» **SUPPLIED TEXT**
The evidence at trial
demonstrated that D.G. had sustained fractures to her ribs, femurs, right
proximal tibia, distal humeri, radii, and ulnas. Some of these fractures were
determined to be six weeks old. The evidence also showed that, for two weeks before
receiving treatment, D.G. was crying most of the time, not eating, and screamed
when she was picked up and put down.
This evidence is sufficient
to allow the trial court to form a firm belief or conviction that appellant knowingly
placed or knowingly allowed D.G. to remain in conditions or surroundings which
endangered her physical or emotional well-being. See In re J.O.A., 283
S.W.3d at 344-45; In re J.F.C., 96 S.W.3d at 266. Therefore,
appellant’s third issue would not have been meritorious.
Appellant also challenges the legal and factual
sufficiency of the evidence supporting the trial court’s finding that
termination of her parental rights as to D.G. was in the best interest of D.G.
We consider the following factors in determining whether termination of the
parent-child relationship is in the best interest of the
child: (1) the child’s desires; (2) the child’s emotional and physical needs
now and in the future; (3) the emotional and physical danger to the child now
and in the future; (4) the parental abilities of the individuals seeking
custody; (5) the programs available to assist these individuals to promote the best interest of the child; (6) the plans for the child by
these individuals or by the agency seeking custody; (7) the stability of the
home or proposed placement; (8) the acts or omissions of the parent which may
indicate that the existing parent-child relationship is not proper; and (9) any
excuse for the acts or omissions of the parent. Holley v. Adams, 544
S.W.2d 367, 371-72 (Tex. 1976); In re C.M.C., 273 S.W.3d 862, 876 (Tex.

» **LISTED RECORDS**
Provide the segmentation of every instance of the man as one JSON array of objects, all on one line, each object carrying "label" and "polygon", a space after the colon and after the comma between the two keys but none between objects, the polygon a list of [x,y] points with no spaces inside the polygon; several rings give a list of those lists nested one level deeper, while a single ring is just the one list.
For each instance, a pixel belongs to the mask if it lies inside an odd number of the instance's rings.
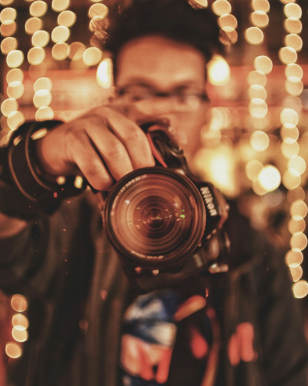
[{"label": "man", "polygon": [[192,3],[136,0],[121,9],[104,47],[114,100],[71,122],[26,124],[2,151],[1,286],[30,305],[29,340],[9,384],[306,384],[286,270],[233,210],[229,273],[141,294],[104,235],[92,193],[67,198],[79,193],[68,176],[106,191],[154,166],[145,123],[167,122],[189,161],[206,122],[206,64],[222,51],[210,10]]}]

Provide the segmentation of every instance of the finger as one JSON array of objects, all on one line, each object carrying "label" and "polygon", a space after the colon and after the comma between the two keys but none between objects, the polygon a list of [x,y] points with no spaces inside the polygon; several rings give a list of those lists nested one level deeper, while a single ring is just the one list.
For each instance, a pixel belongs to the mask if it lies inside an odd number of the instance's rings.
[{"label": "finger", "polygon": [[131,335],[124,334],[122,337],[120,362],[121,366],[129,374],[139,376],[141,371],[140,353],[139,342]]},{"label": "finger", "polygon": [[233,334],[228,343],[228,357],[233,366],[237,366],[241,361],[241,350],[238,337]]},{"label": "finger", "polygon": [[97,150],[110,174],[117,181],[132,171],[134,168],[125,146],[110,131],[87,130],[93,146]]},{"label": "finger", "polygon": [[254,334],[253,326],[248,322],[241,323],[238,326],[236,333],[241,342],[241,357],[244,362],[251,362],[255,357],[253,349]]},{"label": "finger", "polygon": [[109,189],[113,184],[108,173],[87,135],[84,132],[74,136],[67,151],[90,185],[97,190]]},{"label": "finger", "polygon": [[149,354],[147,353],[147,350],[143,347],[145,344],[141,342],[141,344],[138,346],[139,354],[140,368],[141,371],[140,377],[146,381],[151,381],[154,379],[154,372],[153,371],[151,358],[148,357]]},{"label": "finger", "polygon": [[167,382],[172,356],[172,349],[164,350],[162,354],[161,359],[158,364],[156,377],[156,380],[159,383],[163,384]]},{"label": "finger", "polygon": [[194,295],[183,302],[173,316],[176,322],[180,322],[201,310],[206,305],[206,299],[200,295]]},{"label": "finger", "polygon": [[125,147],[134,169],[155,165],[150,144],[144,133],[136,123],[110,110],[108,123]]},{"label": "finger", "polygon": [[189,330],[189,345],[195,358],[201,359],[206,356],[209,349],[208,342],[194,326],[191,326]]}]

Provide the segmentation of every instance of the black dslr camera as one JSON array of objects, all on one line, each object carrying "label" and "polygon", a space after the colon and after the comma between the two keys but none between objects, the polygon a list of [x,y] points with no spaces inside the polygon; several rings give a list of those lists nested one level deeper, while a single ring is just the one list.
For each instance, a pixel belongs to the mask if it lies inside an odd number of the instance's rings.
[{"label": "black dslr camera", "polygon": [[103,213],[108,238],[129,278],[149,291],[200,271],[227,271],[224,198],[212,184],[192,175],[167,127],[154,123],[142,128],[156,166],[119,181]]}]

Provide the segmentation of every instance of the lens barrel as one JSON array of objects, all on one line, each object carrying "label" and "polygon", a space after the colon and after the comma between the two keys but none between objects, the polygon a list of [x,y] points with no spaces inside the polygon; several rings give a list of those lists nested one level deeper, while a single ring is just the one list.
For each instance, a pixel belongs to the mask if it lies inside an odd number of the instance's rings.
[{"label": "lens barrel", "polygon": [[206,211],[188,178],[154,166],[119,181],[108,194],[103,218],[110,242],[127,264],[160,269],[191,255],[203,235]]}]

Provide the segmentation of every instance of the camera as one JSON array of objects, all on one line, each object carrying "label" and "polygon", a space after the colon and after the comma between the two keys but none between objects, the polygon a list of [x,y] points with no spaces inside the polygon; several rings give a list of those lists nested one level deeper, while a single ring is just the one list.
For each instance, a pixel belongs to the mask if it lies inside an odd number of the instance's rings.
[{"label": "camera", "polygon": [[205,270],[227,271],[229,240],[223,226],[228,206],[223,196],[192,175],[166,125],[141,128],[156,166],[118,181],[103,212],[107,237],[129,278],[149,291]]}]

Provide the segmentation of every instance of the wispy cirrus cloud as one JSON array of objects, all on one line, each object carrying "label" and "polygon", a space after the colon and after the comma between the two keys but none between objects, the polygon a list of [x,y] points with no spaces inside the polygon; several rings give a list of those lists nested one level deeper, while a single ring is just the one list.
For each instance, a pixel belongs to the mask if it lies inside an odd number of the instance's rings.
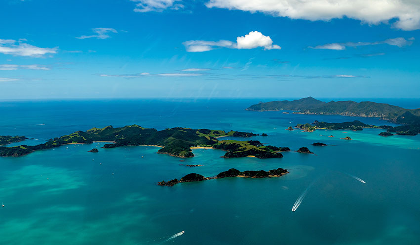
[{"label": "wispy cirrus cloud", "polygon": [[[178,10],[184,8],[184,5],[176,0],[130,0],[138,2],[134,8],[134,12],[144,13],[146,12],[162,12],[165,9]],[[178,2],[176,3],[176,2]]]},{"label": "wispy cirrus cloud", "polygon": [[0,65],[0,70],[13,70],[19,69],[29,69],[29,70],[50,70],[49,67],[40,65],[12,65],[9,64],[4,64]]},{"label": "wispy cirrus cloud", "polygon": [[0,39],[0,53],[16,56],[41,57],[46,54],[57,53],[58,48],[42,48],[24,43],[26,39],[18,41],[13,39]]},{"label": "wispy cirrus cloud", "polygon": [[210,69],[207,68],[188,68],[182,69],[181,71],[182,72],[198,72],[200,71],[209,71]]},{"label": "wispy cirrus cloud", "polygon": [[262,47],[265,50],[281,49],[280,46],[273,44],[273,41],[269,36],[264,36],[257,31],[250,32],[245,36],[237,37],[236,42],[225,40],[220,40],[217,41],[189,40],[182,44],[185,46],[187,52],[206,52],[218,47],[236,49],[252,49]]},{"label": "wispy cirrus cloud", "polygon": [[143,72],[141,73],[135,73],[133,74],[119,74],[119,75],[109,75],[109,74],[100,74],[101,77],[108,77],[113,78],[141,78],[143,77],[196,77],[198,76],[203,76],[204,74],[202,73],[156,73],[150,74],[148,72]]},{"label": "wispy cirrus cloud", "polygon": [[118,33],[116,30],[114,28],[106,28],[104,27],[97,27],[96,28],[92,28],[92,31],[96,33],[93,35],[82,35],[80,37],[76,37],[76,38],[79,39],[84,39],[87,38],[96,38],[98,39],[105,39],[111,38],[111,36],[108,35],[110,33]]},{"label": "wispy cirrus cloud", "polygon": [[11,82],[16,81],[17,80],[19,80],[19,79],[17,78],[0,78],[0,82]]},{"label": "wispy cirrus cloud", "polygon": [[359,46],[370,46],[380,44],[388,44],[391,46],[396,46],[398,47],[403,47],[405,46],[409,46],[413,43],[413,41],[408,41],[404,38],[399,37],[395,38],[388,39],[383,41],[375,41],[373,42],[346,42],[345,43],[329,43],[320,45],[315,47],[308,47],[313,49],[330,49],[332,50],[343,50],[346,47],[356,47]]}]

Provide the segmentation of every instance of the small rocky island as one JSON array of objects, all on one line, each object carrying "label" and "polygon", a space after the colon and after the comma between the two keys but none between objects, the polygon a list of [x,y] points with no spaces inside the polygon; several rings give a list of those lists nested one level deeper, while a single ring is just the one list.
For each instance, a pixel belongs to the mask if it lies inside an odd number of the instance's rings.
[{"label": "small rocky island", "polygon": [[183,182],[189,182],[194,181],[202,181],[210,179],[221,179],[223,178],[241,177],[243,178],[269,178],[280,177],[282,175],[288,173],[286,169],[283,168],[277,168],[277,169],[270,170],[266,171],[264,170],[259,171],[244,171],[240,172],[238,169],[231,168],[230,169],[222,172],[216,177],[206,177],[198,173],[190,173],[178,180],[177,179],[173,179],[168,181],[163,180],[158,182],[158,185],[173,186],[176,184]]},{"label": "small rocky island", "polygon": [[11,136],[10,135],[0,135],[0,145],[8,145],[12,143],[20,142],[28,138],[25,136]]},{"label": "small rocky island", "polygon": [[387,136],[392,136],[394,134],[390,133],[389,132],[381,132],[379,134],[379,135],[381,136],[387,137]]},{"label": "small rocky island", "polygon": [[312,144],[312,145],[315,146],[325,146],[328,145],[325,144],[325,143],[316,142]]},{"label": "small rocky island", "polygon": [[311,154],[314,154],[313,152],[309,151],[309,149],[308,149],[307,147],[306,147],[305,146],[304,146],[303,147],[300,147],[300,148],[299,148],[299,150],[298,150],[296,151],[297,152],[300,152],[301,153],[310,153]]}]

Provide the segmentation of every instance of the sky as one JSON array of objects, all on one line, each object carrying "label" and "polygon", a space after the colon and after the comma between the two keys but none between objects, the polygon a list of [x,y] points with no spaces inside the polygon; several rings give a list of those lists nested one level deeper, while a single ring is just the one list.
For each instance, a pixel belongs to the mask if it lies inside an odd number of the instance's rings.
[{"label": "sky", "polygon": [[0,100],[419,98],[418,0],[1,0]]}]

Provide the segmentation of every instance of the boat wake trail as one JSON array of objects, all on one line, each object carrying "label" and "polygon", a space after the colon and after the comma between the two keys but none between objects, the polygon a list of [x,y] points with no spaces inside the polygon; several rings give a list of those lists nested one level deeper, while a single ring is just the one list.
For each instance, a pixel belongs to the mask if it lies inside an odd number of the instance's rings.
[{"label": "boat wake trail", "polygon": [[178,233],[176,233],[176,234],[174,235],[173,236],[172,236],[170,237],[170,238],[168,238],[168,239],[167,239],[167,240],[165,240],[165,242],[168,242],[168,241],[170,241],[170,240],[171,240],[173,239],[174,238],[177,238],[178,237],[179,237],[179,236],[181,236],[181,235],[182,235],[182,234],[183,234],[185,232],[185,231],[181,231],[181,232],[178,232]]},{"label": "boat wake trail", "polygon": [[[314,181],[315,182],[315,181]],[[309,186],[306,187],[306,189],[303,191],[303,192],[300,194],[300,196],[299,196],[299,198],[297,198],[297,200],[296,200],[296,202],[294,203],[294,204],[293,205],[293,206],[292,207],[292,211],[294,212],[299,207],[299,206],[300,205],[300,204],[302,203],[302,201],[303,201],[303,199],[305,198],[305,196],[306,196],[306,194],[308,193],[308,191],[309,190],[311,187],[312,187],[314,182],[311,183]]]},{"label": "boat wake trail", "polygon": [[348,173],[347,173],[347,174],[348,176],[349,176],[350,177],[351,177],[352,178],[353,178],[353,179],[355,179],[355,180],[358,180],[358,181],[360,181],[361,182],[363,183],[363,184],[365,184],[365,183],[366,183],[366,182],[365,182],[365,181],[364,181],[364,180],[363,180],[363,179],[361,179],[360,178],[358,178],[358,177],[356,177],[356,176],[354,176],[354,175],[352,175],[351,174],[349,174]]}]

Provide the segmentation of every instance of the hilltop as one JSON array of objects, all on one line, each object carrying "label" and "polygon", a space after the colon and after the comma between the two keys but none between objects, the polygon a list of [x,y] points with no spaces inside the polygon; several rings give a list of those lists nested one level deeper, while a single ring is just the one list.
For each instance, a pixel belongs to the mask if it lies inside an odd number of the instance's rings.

» **TASK 1**
Answer each question from the opinion excerpt.
(a) How old were some of D.G.'s fractures determined to be?
(b) For how long before receiving treatment was D.G. crying most of the time and not eating?
(c) What is the first factor in the list used to decide whether termination is in the best interest of the child?
» **TASK 2**
According to the opinion excerpt, why would the appellant's third issue not have been meritorious?

» **ANSWER SPACE 1**
(a) Six weeks old.
(b) Two weeks.
(c) The child's desires.

» **ANSWER SPACE 2**
The evidence showed fractures to D.G.'s ribs, femurs, and arms, some six weeks old. It also showed that for two weeks before treatment D.G. cried most of the time, did not eat, and screamed when picked up and put down. This was sufficient for the trial court to form a firm belief or conviction that the appellant knowingly placed D.G., or knowingly allowed D.G. to remain, in conditions or surroundings that endangered D.G.'s physical or emotional well-being.